The request -> Please rewrite everything from the line containing "# test: pin the decorative" down to the end of the entries, replacing "vase" with "urn" and changing nothing else. Omit the pictures from your answer.

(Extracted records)
+++
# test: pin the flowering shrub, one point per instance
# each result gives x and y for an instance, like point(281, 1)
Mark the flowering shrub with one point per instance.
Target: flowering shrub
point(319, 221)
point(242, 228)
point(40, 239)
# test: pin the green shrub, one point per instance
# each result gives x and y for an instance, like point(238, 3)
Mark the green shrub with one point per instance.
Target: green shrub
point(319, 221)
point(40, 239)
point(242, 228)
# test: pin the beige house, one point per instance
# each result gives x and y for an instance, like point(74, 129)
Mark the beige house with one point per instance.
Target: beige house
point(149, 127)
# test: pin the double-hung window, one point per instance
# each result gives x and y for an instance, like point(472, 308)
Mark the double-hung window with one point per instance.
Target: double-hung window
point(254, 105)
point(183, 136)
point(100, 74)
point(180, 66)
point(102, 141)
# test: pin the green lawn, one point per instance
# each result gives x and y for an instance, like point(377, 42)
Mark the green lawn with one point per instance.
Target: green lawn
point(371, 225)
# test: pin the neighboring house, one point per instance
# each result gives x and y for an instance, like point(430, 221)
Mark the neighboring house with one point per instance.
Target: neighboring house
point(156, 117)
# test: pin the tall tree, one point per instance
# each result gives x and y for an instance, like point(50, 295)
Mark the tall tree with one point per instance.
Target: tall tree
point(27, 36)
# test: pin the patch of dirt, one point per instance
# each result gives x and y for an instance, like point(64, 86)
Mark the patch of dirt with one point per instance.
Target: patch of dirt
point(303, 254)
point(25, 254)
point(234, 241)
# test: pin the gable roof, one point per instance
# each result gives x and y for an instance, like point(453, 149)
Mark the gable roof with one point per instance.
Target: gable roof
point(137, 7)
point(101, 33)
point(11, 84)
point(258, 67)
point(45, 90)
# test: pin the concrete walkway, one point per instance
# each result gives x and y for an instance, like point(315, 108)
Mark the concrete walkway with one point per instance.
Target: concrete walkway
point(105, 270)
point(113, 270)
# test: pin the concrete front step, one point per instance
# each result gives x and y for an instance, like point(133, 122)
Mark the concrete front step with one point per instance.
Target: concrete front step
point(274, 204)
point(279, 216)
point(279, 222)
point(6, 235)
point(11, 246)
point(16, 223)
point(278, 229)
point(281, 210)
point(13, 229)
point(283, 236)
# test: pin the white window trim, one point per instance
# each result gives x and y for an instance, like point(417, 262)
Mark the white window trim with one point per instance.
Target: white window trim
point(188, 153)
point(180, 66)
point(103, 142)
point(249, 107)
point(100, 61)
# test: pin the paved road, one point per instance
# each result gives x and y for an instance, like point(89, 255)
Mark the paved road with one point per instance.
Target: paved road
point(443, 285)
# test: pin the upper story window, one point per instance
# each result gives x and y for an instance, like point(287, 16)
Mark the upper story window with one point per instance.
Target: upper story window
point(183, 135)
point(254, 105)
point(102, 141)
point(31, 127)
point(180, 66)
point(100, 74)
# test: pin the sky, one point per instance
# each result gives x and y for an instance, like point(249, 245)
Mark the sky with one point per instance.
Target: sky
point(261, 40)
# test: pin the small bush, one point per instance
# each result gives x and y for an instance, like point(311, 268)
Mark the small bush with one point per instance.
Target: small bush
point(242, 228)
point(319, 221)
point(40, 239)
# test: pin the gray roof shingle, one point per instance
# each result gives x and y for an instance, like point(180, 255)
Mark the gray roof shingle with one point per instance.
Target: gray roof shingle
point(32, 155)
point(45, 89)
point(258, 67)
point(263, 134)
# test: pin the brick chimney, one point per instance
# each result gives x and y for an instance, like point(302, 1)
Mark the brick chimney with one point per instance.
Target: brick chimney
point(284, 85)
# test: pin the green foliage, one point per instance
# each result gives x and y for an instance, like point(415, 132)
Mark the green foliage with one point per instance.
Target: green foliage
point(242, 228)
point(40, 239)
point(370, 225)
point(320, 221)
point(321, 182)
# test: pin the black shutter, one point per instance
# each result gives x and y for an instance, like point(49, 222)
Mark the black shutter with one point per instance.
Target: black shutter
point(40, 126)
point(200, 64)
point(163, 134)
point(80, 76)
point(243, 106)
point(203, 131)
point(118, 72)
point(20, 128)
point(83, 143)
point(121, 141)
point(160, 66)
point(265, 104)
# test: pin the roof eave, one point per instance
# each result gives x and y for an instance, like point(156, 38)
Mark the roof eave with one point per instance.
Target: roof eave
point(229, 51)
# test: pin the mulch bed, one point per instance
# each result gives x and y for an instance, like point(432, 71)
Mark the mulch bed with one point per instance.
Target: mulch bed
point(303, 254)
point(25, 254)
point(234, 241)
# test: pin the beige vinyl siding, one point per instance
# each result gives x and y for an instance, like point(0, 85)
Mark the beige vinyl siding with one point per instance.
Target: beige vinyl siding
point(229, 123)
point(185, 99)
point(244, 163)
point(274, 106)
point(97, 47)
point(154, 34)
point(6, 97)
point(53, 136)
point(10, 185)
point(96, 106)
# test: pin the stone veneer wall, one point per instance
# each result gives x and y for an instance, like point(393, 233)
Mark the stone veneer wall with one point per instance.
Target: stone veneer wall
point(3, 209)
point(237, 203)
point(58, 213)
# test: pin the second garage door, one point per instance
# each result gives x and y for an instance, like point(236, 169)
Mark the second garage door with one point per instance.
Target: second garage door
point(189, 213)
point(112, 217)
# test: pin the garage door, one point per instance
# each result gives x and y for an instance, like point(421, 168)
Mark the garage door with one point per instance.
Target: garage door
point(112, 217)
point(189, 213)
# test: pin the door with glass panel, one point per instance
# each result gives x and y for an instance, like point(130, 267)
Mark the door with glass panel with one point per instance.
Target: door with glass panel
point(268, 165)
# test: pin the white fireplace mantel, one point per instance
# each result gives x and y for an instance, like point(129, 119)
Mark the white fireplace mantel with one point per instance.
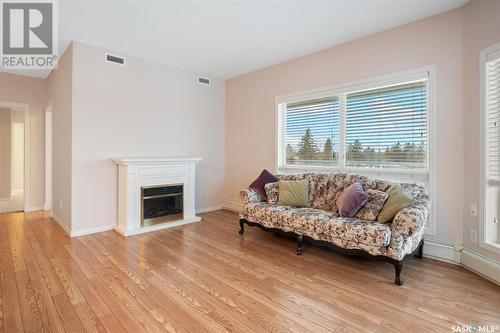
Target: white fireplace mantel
point(137, 172)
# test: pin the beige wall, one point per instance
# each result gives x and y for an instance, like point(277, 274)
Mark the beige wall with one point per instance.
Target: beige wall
point(141, 109)
point(30, 91)
point(5, 153)
point(481, 30)
point(59, 91)
point(250, 103)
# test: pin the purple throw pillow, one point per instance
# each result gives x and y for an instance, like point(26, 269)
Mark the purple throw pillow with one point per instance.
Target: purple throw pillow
point(258, 184)
point(351, 200)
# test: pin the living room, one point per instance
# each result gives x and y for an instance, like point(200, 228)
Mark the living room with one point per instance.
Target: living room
point(250, 166)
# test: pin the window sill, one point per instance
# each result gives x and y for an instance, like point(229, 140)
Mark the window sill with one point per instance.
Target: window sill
point(399, 174)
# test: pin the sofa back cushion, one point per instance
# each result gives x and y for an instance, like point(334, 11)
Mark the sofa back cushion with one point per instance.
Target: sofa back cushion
point(398, 199)
point(293, 193)
point(351, 200)
point(373, 206)
point(325, 188)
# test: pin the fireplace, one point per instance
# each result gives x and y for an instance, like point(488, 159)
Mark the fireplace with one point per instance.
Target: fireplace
point(161, 203)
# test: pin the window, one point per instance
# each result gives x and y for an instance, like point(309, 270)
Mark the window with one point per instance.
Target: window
point(377, 127)
point(312, 129)
point(491, 139)
point(387, 127)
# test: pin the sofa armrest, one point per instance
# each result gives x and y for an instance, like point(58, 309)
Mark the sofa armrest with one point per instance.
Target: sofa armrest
point(249, 196)
point(410, 219)
point(407, 228)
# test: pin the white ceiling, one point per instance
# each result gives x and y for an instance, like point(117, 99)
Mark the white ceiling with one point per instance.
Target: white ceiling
point(226, 39)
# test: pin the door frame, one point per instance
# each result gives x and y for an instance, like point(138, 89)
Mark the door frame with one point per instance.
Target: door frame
point(25, 109)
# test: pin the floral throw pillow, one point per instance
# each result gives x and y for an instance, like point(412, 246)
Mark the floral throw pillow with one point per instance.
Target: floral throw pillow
point(272, 191)
point(373, 206)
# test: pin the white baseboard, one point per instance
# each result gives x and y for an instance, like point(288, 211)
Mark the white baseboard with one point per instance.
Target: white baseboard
point(235, 206)
point(34, 209)
point(61, 223)
point(208, 209)
point(158, 226)
point(442, 251)
point(94, 230)
point(487, 268)
point(458, 255)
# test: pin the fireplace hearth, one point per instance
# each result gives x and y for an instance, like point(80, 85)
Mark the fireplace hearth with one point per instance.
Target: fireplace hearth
point(161, 203)
point(155, 193)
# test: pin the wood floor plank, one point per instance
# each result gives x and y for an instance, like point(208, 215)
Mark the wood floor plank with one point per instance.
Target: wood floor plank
point(205, 277)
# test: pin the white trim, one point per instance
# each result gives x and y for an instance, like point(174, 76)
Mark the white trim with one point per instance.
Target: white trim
point(383, 80)
point(155, 160)
point(33, 209)
point(26, 180)
point(208, 209)
point(442, 251)
point(458, 255)
point(479, 264)
point(234, 206)
point(48, 158)
point(61, 223)
point(93, 230)
point(482, 149)
point(157, 227)
point(12, 208)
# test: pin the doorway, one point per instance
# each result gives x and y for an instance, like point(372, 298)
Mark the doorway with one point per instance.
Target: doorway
point(12, 157)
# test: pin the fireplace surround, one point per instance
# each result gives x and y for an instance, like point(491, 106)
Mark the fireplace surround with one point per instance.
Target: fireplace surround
point(161, 204)
point(155, 193)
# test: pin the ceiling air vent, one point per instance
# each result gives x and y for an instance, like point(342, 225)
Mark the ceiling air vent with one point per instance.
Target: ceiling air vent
point(115, 59)
point(203, 80)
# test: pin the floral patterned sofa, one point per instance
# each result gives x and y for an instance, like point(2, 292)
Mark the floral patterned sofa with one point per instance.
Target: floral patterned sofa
point(321, 224)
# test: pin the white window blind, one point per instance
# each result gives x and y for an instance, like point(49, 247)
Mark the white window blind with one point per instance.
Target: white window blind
point(492, 104)
point(387, 127)
point(312, 132)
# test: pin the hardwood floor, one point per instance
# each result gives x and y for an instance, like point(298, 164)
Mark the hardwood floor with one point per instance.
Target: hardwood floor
point(205, 277)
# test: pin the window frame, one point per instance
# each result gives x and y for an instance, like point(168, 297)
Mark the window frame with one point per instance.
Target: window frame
point(341, 92)
point(411, 176)
point(483, 59)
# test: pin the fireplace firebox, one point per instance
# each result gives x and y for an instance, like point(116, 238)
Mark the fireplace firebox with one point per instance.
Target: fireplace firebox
point(161, 203)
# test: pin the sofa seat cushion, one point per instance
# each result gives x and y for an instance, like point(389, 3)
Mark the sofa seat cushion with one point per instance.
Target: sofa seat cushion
point(316, 223)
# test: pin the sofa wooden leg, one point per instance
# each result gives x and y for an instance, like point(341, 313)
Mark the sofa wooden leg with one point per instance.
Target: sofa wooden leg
point(242, 227)
point(398, 265)
point(299, 245)
point(420, 252)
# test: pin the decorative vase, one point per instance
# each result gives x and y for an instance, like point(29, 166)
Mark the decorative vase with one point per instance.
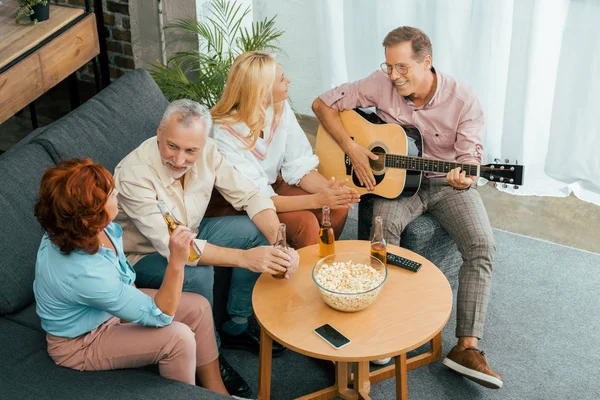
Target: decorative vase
+++
Expected output ->
# test: pin the decorative urn, one point per instance
# each result gives x and y for an instance, like point(29, 166)
Mark the decorative urn with one point per instance.
Target: decorative urn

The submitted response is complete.